# Exercise goal
Quote every item below word for word.

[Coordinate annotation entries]
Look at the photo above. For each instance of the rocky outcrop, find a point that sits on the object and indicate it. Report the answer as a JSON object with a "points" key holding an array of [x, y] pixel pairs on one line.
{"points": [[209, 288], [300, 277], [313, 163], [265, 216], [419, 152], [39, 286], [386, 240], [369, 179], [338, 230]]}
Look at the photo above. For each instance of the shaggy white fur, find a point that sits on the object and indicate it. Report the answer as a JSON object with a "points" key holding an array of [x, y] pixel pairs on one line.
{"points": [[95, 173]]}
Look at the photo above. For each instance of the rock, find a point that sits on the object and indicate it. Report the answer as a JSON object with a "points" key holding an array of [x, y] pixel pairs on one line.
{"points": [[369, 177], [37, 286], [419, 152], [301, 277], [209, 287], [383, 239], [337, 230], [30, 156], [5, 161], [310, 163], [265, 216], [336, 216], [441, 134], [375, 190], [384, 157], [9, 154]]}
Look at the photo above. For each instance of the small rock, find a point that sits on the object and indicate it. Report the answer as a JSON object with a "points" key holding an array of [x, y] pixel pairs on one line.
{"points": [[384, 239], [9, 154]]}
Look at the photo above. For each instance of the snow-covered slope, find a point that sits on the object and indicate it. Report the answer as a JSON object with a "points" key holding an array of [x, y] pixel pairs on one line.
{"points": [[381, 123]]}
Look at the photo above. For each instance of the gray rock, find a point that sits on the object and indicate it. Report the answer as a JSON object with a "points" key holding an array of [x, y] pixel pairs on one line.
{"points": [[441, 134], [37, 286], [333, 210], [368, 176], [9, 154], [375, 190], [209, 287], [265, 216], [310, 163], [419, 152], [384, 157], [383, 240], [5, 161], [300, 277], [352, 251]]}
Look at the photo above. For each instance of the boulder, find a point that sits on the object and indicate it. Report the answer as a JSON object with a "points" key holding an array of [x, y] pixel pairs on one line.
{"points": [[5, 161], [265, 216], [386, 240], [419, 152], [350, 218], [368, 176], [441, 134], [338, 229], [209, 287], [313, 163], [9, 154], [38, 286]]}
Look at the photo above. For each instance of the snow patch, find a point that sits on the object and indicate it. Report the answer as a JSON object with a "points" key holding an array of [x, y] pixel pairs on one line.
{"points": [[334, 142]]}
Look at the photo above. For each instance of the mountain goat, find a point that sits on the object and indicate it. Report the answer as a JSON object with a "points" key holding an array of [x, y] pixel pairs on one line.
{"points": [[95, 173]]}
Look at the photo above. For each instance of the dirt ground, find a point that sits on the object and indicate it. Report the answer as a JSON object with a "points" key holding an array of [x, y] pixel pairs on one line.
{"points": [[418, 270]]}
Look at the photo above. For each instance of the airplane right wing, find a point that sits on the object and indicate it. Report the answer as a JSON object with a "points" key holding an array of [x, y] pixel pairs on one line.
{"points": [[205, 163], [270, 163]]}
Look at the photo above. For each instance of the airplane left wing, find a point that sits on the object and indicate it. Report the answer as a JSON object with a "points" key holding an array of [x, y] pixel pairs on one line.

# Full output
Look at the photo above. For each instance of the rocky outcrop, find a point that sits on the object and indicate it. Report the answer as a JSON object with a "points" key holding an array of [x, y] pixel pairs on one line.
{"points": [[209, 288], [300, 277], [313, 163], [265, 216], [419, 152], [39, 286], [386, 240], [369, 179], [338, 230]]}
Look at the photo above. For each instance of the shaggy white fur, find a point that sits on the object and indicate it. Report the answer as a JSON object with a "points" key holding an array of [x, y] pixel pairs on one line.
{"points": [[95, 173]]}
Look at the photo above. For each instance of the rock, find a point that sits on the object and indicate it. Report the answer as a JSON object with a "points" key holding an array of [x, y] pixel pairs on one line.
{"points": [[369, 177], [37, 286], [419, 152], [301, 277], [209, 287], [383, 239], [337, 230], [30, 156], [5, 161], [310, 163], [265, 216], [336, 216], [441, 134], [375, 190], [384, 157], [9, 154]]}
Look at the photo above. For each instance of the small rock, find a point that sits on the object and indicate it. Report the answer as a JSON object with a "points" key holding an array of [x, y] pixel pairs on one line.
{"points": [[384, 239], [9, 154]]}
Look at the photo above. For each instance of the snow-covered slope, find a point that sits on the object and indicate it. Report the answer as a JSON object with a "points" key holding an array of [x, y] pixel pairs on one line.
{"points": [[381, 123]]}
Look at the photo above. For each instance of the gray rock, find a point that sits on the object and indicate it. Report the answer as a JSON object with a "points" key holding an array of [x, y] pixel pairs on one line.
{"points": [[441, 134], [37, 286], [333, 210], [368, 176], [9, 154], [375, 190], [209, 287], [265, 216], [310, 163], [419, 152], [384, 157], [383, 240], [5, 161], [300, 277], [352, 251]]}
Look at the photo above. For each instance of the boulder, find a point that sits on the object and indicate it. Report the answer as a JSON object with a "points" key holding an array of [x, y] pixel pairs on one line.
{"points": [[5, 161], [265, 216], [386, 240], [419, 152], [350, 218], [368, 176], [441, 134], [338, 229], [209, 287], [313, 163], [9, 154], [38, 286]]}
Look at the photo above. For each instance of the snow patch, find a point that sits on the object and indicate it. Report the answer as a JSON object with a "points" key holding an array of [x, y] pixel pairs on one line.
{"points": [[334, 142]]}
Look at the photo above. For each instance of the mountain goat, find a point that sits on the object and indicate it. Report the answer as a JSON object with a "points" key holding an array of [x, y] pixel pairs on one line.
{"points": [[95, 173]]}
Look at the photo above. For each instance of the dirt ground, find a point that sits on the object and indicate it. Report the answer as a JSON object with a "points" key holding an array of [x, y] pixel pairs on one line.
{"points": [[418, 270]]}
Look at the photo above. For each instance of the airplane right wing, find a point that sits on the object and indicate it. Report the answer as a JSON object with a "points" key holding an array of [x, y] pixel pairs on one line.
{"points": [[205, 163], [270, 163]]}
Look at the photo above. For each instance of the airplane left wing, find a point that sits on the object and indicate it. Report the answer as a JSON object with a "points" key holding an array of [x, y] pixel pairs on one line.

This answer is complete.